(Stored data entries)
####
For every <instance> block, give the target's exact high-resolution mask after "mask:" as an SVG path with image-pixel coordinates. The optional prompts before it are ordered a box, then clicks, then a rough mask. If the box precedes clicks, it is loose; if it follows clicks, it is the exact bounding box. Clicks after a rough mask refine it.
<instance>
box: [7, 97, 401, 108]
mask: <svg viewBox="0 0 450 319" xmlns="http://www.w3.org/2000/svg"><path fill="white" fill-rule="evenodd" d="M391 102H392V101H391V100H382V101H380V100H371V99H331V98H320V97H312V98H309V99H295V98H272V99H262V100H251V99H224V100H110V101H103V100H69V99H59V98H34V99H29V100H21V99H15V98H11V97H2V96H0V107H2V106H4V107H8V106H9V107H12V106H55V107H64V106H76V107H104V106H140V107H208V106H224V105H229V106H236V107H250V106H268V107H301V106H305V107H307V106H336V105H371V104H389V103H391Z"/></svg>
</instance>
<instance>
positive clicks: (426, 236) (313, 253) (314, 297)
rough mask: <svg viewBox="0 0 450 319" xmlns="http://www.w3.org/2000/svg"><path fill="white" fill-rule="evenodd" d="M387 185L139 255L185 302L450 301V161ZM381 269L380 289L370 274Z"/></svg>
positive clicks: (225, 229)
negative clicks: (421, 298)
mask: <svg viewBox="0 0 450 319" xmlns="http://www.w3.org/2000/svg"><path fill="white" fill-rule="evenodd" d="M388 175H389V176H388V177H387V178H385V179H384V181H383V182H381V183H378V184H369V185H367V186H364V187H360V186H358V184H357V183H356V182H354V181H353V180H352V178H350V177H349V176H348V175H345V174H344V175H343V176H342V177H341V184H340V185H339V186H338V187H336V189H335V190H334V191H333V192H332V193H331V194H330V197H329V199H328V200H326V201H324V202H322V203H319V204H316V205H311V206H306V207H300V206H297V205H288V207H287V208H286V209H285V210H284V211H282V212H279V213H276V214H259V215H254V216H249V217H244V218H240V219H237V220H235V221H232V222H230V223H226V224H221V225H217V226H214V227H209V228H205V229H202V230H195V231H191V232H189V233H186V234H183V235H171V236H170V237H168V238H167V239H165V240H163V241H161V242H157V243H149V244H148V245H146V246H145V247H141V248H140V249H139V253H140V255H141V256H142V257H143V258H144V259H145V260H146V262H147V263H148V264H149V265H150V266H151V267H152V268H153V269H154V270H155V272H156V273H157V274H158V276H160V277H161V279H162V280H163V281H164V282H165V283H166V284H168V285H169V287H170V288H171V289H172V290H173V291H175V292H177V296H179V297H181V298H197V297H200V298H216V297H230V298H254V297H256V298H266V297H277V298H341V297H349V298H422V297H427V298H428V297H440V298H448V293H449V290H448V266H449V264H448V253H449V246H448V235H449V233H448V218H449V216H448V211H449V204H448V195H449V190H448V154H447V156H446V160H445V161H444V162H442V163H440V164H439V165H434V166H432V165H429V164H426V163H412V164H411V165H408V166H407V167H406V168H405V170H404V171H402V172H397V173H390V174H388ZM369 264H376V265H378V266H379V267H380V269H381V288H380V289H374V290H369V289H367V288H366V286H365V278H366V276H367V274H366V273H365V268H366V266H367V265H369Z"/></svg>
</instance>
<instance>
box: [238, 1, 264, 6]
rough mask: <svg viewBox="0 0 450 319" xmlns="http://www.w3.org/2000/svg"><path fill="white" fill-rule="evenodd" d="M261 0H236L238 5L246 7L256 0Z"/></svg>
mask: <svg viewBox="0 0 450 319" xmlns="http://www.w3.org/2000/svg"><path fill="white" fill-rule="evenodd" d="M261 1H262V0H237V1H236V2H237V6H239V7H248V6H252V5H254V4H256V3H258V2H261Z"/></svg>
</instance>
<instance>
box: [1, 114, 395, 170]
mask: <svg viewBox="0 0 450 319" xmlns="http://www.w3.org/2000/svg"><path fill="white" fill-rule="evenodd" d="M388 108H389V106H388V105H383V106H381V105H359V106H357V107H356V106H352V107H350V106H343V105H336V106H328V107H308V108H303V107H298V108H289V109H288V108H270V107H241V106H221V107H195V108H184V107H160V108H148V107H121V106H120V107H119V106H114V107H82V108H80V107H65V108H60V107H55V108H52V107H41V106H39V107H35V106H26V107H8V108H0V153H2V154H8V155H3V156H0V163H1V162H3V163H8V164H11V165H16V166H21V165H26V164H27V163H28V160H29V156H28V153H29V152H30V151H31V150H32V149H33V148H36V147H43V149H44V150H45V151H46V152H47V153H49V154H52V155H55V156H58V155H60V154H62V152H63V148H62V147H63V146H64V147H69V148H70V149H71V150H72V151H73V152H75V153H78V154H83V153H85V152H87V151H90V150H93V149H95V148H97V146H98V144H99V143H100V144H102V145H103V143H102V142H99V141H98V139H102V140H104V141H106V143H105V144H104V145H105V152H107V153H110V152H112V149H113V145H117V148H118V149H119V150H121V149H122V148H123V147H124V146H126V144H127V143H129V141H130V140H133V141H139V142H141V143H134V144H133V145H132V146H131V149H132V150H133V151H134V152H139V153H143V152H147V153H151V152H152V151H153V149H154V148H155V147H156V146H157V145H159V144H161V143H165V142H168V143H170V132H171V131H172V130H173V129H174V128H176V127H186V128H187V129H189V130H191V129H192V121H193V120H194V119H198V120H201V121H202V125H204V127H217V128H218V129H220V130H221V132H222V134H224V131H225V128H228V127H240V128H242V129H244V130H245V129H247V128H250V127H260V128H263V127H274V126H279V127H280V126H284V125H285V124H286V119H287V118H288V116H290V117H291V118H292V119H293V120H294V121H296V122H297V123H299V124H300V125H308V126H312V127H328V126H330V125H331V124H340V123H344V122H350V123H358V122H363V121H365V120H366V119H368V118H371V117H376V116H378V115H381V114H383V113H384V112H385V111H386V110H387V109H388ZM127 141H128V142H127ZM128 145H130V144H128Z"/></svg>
####
* Task item: Write the data above out again in full, with every word as given.

* Answer box:
For every <instance> block, give the target's exact high-resolution mask after "mask:" as an SVG path with image-pixel coordinates. The optional prompts before it are ordered a box, then clicks, then a rough mask. If the box precedes clicks, it is loose; if it follows clicks, it is the exact bounding box. Clicks after a rough mask refine it.
<instance>
box: [7, 97, 401, 108]
mask: <svg viewBox="0 0 450 319" xmlns="http://www.w3.org/2000/svg"><path fill="white" fill-rule="evenodd" d="M391 102H392V101H391V100H382V101H380V100H371V99H331V98H320V97H312V98H309V99H295V98H272V99H262V100H251V99H224V100H110V101H103V100H69V99H59V98H34V99H29V100H21V99H15V98H11V97H2V96H0V107H2V106H4V107H8V106H9V107H12V106H55V107H64V106H76V107H104V106H140V107H208V106H224V105H229V106H236V107H250V106H268V107H301V106H305V107H307V106H336V105H371V104H389V103H391Z"/></svg>
</instance>
<instance>
positive clicks: (426, 236) (313, 253) (314, 297)
rough mask: <svg viewBox="0 0 450 319" xmlns="http://www.w3.org/2000/svg"><path fill="white" fill-rule="evenodd" d="M387 185L139 255L185 302L450 301V161ZM381 269L380 289L370 274Z"/></svg>
positive clicks: (225, 229)
negative clicks: (421, 298)
mask: <svg viewBox="0 0 450 319" xmlns="http://www.w3.org/2000/svg"><path fill="white" fill-rule="evenodd" d="M388 175H389V176H388V177H387V178H385V179H384V181H383V182H381V183H378V184H369V185H367V186H364V187H360V186H358V184H357V183H356V182H354V181H353V180H352V178H350V177H349V176H348V175H345V174H344V175H343V176H342V177H341V184H340V185H339V186H338V187H336V189H335V190H334V191H333V192H332V193H331V194H330V197H329V199H328V200H326V201H324V202H322V203H319V204H316V205H311V206H306V207H300V206H297V205H288V207H287V208H286V209H285V210H284V211H282V212H279V213H276V214H259V215H254V216H249V217H244V218H240V219H237V220H235V221H232V222H230V223H226V224H221V225H217V226H214V227H209V228H205V229H202V230H195V231H191V232H189V233H186V234H183V235H171V236H170V237H168V238H167V239H165V240H163V241H161V242H157V243H149V244H148V245H146V246H145V247H141V248H140V249H139V253H140V255H141V256H142V257H143V258H144V259H145V260H146V262H147V263H148V264H149V265H150V266H151V267H152V268H153V269H154V270H155V272H156V273H157V274H158V276H160V277H161V279H162V280H163V281H164V282H165V283H166V284H168V285H169V287H170V288H171V289H172V290H173V291H175V292H177V296H179V297H181V298H197V297H200V298H216V297H230V298H254V297H256V298H266V297H277V298H341V297H349V298H422V297H427V298H428V297H440V298H448V293H449V290H448V266H449V264H448V253H449V246H448V235H449V233H448V218H449V216H448V211H449V204H448V195H449V190H448V154H447V156H446V160H445V161H444V162H442V163H440V164H439V165H434V166H432V165H429V164H426V163H412V164H411V165H408V166H407V167H406V168H405V170H404V171H402V172H397V173H390V174H388ZM369 264H376V265H378V266H379V267H380V269H381V288H380V289H374V290H369V289H367V288H366V286H365V278H366V276H367V274H366V273H365V268H366V266H367V265H369Z"/></svg>
</instance>
<instance>
box: [238, 1, 264, 6]
rough mask: <svg viewBox="0 0 450 319" xmlns="http://www.w3.org/2000/svg"><path fill="white" fill-rule="evenodd" d="M261 0H236L238 5L246 7L256 0Z"/></svg>
mask: <svg viewBox="0 0 450 319" xmlns="http://www.w3.org/2000/svg"><path fill="white" fill-rule="evenodd" d="M261 1H262V0H237V1H236V2H237V6H239V7H248V6H252V5H254V4H256V3H258V2H261Z"/></svg>
</instance>
<instance>
box: [1, 114, 395, 170]
mask: <svg viewBox="0 0 450 319" xmlns="http://www.w3.org/2000/svg"><path fill="white" fill-rule="evenodd" d="M388 108H389V106H388V105H383V106H381V105H359V106H357V107H356V106H352V107H350V106H343V105H336V106H328V107H308V108H303V107H298V108H289V109H288V108H270V107H241V106H221V107H195V108H184V107H160V108H148V107H121V106H120V107H119V106H114V107H82V108H80V107H65V108H60V107H55V108H52V107H41V106H39V107H35V106H26V107H8V108H0V153H2V154H8V155H3V156H0V163H1V162H3V163H8V164H11V165H16V166H21V165H26V164H27V163H28V160H29V156H28V153H29V152H30V151H31V150H32V149H33V148H36V147H43V149H44V150H45V151H46V152H47V153H49V154H52V155H55V156H58V155H60V154H62V152H63V148H62V147H63V146H64V147H69V148H70V149H71V150H72V151H73V152H75V153H78V154H83V153H85V152H87V151H90V150H93V149H95V148H97V146H98V144H99V143H100V144H102V145H103V143H102V142H99V141H98V139H102V140H104V141H106V143H105V144H104V145H105V152H107V153H110V152H112V149H113V145H117V148H118V149H119V150H121V149H122V148H123V147H124V146H126V144H127V143H129V141H130V140H133V141H139V142H141V143H134V144H133V145H132V146H131V149H132V150H133V151H134V152H139V153H143V152H147V153H151V152H152V151H153V149H154V148H155V147H156V146H157V145H159V144H161V143H165V142H168V143H170V132H171V131H172V130H173V129H174V128H176V127H186V128H187V129H189V130H191V129H192V121H193V120H194V119H198V120H201V121H202V125H204V127H217V128H218V129H220V130H221V132H222V134H224V131H225V128H228V127H240V128H242V129H244V130H245V129H247V128H250V127H260V128H263V127H274V126H279V127H280V126H284V125H285V124H286V119H287V118H288V116H290V117H291V118H292V119H293V120H294V121H296V122H297V123H299V124H300V125H308V126H312V127H328V126H330V125H331V124H340V123H344V122H350V123H358V122H363V121H365V120H366V119H368V118H371V117H376V116H378V115H381V114H383V113H384V112H385V111H386V110H387V109H388ZM127 141H128V142H127ZM128 145H130V144H128Z"/></svg>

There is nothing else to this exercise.